Pull out each line in the items below that contains the word "white", keeping the lines in order.

┌──

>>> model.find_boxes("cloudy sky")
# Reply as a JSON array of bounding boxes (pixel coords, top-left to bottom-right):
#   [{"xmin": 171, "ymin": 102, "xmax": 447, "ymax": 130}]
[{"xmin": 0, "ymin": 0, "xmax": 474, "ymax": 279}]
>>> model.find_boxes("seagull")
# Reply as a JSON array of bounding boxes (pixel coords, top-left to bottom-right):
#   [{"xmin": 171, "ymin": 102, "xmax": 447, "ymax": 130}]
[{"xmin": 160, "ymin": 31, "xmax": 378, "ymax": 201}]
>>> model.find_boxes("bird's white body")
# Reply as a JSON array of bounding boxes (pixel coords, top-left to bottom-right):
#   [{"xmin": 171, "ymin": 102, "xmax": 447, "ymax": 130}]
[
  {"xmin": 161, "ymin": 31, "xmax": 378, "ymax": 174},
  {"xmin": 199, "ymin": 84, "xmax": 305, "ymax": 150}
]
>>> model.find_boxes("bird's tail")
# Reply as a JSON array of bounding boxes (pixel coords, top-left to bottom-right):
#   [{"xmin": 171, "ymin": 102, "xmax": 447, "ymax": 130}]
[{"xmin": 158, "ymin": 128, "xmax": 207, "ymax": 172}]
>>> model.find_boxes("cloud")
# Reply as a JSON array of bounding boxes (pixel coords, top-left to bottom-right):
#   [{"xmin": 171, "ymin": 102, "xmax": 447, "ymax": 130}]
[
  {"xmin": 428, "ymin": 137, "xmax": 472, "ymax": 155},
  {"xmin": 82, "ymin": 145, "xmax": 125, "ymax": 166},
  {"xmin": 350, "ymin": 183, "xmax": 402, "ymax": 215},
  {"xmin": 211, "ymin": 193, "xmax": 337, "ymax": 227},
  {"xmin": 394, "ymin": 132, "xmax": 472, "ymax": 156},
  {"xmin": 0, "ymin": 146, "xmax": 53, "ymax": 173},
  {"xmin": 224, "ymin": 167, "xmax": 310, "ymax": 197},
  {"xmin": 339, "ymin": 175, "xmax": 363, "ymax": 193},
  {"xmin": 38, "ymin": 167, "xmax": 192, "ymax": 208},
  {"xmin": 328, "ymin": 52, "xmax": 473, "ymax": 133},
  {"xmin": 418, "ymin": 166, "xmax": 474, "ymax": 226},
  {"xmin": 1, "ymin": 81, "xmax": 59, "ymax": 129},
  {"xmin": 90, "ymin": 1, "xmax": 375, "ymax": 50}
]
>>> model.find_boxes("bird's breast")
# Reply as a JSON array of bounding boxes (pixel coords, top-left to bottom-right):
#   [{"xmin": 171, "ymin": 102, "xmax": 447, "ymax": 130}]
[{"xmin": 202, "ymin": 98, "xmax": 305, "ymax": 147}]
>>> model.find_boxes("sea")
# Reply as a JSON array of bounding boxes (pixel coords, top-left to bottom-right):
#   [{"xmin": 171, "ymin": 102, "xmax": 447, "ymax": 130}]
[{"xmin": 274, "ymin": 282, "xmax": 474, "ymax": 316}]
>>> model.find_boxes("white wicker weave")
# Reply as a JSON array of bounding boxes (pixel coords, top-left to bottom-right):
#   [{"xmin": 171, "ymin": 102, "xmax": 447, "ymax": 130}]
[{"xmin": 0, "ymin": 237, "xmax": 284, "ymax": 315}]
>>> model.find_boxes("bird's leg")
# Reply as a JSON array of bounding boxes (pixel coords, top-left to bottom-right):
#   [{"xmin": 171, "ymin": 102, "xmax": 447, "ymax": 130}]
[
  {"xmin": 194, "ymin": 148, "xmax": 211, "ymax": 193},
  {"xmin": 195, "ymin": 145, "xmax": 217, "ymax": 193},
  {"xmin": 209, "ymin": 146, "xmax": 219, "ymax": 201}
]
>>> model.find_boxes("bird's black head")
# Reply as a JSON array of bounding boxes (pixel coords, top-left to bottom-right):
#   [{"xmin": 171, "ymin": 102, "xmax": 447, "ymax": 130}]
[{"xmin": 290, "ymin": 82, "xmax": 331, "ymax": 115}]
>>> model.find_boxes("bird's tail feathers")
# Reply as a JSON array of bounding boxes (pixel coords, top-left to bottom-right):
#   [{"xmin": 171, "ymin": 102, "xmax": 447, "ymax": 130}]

└──

--- Task solution ---
>>> model.find_boxes("bird's white body")
>>> model.find_boxes("white wicker weave")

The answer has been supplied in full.